* **Quoted passage**
-- Start --

MS Office is definitely still the gold standard. If you haven't tried it though I really recommend OnlyOffice. I've been very impressed with how clean and well designed it is.
Open Office or Softmake Office are free and have great compatibilty with MS Office. If I really need to make sure compatability is great, I use the free online version of MS Office.
my guy ms office is just web apps. go to the website
@yorimirus do you have dual boot? If so does it affect your overall performance as in slow down in games?
@@POLARICEEE Indeed. Though like I said I mainly use it for ms office or if a friend of mine wants to play a game that doesnt work on linux.
I did not notice any major slow downs in games besides space engineers. You do sometimes encounter bugs, but most games are playable. I assume gaming under linux is going to be a bit slower considering all the stuff involved (DXVK, wine syscall translation, gamescope if you use that), but it's not noticeable unless you measure it.
Windows games were made for Windows. Windows games are not supposed to run on Linux. We made it work anyway. So yeah, hiccups are to be expected, but we made so many games just work. That's impressive work.
Always remember that Wine/Proton is 30 years of active development. It's insanely impressive. I mean if a Windows game doesn't work on Linux these days, I'm not thinking it's impossible but maybe it works next month.
And sometimes they run better on Linux!
My only straw is that I usually download some niche, sometimes not from steam games hidden in the far corner of internet. They work on windows, but I'm afraid of the compatibility issues that linux would have. I guess another 10 years before a complete accurate experience.
@@Pleiades_Erret There are over 26000 games reported to ProtonDB. From those over 73% work without any or only with minor issues out of the box. So statistically speaking even very niche games have a much better chance to work than flipping a coin.
Also keep in mind that most work on Wine and Proton is not targeting specific known games but issues in used APIs. So unless your niche games use any fancy and unknown dependencies, they will likely work.
But if they don't, it would be much better to report it now than waiting 10 years before noticing any issues. Those niche games will definitely fix themselves on Linux if they should have any problem.
@@Pleiades_Erret Steam Proton is a game changer. It can run just about any windows game you can think of. The future is already here. I stopped using windows six months ago and daily drive my linux mint. I've never regretted it, life is good.
Steam Deck was my go-to way of become Linux gamer
Anyone else that played PC games on Linux via Steam Deck?
Desktop-only for me. Would have bought a Steam Deck when it was new, but it wasn't available in Australia, _and still isn't._ Hardware availability is not one of Valve's strong points.
since window xp until 11 i never used linux until i buy steamdeck it change me a lot .

-- End --

* **Rows**
-- Start --

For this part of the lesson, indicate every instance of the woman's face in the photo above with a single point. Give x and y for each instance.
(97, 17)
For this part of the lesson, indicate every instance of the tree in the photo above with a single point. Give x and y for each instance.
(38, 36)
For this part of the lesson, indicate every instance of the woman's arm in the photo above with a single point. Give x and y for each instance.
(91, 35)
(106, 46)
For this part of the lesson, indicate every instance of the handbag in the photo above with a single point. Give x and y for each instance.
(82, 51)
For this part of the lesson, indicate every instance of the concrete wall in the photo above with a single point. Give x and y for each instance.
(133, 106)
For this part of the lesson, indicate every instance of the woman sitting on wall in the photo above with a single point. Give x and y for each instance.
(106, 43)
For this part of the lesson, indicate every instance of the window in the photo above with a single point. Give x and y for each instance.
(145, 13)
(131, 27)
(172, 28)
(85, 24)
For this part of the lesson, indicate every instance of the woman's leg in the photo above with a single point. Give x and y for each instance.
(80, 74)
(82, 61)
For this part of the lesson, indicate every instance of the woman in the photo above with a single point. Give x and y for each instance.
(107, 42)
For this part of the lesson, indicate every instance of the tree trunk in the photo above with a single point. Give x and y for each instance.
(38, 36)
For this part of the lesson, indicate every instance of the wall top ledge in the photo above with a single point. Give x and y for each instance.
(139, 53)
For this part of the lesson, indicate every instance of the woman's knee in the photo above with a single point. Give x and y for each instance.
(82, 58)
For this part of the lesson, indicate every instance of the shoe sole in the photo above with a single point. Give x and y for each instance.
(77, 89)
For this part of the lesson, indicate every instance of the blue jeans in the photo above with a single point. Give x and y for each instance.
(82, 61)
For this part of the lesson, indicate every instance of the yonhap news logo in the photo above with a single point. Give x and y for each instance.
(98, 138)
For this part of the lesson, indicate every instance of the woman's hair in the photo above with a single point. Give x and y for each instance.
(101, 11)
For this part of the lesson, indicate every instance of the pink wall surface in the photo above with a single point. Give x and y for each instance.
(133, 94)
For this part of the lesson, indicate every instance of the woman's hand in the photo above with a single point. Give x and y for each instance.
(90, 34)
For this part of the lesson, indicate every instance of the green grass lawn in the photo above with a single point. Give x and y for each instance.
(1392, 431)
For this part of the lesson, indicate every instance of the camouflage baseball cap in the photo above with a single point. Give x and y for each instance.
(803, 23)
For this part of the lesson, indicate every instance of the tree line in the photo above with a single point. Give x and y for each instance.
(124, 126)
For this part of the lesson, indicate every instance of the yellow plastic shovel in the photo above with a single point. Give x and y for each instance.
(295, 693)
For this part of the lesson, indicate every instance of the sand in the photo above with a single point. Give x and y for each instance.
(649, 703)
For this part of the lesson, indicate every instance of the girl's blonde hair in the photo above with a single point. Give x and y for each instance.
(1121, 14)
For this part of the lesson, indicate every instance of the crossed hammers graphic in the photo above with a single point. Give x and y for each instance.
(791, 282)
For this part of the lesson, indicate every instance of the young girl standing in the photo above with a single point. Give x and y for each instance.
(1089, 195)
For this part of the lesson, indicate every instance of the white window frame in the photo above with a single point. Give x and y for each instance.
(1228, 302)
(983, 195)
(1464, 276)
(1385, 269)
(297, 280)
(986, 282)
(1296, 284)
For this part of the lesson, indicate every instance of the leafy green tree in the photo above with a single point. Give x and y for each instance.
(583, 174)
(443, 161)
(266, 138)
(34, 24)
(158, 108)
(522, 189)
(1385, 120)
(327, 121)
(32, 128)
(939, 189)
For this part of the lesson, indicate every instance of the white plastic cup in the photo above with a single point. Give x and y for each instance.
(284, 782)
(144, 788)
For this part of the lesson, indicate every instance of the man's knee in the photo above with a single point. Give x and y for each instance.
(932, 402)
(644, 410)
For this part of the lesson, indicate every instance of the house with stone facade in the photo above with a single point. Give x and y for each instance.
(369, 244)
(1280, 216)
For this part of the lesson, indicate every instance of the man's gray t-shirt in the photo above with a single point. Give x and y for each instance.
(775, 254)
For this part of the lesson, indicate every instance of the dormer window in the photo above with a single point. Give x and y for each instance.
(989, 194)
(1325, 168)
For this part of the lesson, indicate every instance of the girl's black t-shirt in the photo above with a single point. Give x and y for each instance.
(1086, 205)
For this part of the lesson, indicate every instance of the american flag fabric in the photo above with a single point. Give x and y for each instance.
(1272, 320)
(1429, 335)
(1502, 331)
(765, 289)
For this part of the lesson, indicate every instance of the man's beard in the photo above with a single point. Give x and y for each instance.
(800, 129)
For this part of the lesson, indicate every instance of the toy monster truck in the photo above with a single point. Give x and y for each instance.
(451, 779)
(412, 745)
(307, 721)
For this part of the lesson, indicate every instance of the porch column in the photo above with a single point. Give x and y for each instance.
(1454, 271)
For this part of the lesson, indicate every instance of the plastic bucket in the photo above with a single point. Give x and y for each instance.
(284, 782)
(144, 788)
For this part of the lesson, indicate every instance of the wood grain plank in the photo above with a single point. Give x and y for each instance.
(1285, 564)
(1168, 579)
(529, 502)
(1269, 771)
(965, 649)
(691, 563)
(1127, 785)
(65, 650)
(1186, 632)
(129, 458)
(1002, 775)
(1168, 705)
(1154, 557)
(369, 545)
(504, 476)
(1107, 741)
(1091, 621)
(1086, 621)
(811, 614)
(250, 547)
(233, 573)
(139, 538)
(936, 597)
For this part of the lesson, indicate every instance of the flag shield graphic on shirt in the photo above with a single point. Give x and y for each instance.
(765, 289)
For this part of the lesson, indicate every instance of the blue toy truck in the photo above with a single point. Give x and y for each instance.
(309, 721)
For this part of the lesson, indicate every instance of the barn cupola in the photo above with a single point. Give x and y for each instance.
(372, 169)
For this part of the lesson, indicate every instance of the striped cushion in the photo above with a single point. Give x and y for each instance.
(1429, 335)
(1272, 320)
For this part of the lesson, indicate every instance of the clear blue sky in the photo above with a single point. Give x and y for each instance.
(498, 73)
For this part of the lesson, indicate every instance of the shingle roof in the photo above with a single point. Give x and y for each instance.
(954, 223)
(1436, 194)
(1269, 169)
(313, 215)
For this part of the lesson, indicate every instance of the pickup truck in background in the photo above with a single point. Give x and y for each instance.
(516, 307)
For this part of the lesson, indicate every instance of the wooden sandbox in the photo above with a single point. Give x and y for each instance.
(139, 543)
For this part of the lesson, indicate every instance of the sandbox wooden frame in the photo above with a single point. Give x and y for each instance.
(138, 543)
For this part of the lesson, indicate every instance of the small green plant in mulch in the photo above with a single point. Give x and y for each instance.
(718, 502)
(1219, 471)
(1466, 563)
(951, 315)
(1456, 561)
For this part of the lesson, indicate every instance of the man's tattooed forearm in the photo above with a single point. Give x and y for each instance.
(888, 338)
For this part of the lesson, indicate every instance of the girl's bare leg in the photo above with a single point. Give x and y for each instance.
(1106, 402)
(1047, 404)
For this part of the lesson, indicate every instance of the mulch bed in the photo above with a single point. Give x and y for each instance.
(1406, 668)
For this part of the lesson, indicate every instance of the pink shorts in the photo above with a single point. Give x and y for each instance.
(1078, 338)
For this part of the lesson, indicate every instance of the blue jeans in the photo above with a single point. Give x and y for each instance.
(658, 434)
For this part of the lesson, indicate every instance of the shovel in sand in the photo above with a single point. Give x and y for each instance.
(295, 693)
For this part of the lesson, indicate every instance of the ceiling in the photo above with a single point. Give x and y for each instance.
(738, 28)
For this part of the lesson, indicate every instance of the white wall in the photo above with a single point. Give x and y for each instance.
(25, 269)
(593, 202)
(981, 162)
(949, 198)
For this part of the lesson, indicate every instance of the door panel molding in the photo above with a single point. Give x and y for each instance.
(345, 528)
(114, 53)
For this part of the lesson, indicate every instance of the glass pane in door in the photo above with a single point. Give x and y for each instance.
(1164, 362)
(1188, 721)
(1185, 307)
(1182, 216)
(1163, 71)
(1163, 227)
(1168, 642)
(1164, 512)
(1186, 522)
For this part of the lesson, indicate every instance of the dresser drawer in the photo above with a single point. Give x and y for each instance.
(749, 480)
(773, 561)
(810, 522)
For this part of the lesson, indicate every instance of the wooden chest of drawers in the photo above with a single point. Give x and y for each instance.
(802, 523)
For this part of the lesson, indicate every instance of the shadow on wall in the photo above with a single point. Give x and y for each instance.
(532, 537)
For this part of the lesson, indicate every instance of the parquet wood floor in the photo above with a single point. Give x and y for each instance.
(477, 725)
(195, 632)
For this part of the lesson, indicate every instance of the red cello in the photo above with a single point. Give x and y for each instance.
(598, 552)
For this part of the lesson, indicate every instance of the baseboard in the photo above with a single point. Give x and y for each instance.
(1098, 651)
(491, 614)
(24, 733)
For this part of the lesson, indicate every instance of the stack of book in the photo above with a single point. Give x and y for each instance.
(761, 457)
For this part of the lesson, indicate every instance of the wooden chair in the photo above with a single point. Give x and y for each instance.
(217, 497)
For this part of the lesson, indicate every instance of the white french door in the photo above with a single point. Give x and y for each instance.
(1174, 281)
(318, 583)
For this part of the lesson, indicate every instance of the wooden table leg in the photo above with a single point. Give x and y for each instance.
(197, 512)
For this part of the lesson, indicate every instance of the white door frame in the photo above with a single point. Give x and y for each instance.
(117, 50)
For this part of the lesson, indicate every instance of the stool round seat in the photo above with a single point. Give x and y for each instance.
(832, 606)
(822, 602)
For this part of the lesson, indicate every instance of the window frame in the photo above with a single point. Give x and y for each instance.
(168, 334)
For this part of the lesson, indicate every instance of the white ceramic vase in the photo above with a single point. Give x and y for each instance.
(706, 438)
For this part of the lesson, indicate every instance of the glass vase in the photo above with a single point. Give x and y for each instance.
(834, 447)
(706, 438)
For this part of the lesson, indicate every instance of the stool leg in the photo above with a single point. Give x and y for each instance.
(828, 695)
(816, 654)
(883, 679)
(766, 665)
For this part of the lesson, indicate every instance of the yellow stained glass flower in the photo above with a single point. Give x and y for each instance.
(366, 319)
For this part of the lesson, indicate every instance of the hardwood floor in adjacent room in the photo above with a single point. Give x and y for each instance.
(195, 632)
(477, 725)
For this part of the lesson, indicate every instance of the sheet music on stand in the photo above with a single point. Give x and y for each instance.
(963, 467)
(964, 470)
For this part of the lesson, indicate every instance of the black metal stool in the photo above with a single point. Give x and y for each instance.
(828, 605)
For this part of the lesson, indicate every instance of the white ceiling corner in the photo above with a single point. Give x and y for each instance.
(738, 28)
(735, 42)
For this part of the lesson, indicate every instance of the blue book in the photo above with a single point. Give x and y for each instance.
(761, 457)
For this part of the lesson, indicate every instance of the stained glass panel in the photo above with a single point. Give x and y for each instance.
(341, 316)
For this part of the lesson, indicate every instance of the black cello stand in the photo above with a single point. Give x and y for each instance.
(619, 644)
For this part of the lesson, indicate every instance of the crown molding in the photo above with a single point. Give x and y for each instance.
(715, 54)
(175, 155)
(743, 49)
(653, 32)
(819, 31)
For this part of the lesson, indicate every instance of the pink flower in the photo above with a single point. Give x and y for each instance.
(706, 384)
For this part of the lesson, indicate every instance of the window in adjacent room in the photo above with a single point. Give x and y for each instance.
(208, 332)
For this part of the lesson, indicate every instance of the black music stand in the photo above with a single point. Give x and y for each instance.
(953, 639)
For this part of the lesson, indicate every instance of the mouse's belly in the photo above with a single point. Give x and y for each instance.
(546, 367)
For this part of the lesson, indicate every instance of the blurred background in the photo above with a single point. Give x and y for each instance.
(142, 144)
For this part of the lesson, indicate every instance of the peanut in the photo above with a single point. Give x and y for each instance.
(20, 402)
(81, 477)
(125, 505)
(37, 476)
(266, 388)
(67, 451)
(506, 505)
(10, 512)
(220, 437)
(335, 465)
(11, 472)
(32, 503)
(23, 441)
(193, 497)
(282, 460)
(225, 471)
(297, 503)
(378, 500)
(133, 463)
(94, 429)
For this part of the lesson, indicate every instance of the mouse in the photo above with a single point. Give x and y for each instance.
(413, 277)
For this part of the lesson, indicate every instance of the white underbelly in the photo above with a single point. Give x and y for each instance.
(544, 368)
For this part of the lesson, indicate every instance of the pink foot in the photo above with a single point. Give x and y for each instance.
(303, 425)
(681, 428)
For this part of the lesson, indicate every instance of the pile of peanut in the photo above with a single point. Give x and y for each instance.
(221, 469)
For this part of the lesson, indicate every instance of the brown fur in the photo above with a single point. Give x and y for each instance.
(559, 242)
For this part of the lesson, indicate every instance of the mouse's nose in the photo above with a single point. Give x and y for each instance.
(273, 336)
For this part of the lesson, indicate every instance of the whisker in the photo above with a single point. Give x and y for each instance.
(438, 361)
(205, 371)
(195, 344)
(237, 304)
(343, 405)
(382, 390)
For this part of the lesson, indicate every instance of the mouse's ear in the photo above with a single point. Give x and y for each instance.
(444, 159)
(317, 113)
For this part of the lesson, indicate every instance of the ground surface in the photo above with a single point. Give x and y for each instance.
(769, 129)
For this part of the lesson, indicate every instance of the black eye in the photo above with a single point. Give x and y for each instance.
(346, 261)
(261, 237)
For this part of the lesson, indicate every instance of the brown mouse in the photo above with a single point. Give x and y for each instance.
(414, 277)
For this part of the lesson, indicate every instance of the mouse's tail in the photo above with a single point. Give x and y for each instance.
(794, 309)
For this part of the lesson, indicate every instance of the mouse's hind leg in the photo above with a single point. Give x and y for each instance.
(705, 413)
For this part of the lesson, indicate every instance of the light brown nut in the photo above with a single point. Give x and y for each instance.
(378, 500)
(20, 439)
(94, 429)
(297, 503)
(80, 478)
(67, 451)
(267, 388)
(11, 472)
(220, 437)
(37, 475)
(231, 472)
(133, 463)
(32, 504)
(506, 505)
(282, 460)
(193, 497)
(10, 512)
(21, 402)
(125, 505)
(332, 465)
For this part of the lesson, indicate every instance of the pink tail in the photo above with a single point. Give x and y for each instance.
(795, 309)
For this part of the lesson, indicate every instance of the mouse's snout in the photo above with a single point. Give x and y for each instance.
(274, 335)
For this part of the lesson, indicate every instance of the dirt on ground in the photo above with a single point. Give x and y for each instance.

-- End --

* **What this task involves**
Reproduce, word for word, the part of the comment thread on Office software and Linux gaming starting with "My only straw" and going on through "will likely work.". Nothing in the lines matters here.

* **Answer to this exercise**
My only straw is that I usually download some niche, sometimes not from steam games hidden in the far corner of internet. They work on windows, but I'm afraid of the compatibility issues that linux would have. I guess another 10 years before a complete accurate experience.
@@Pleiades_Erret There are over 26000 games reported to ProtonDB. From those over 73% work without any or only with minor issues out of the box. So statistically speaking even very niche games have a much better chance to work than flipping a coin.
Also keep in mind that most work on Wine and Proton is not targeting specific known games but issues in used APIs. So unless your niche games use any fancy and unknown dependencies, they will likely work.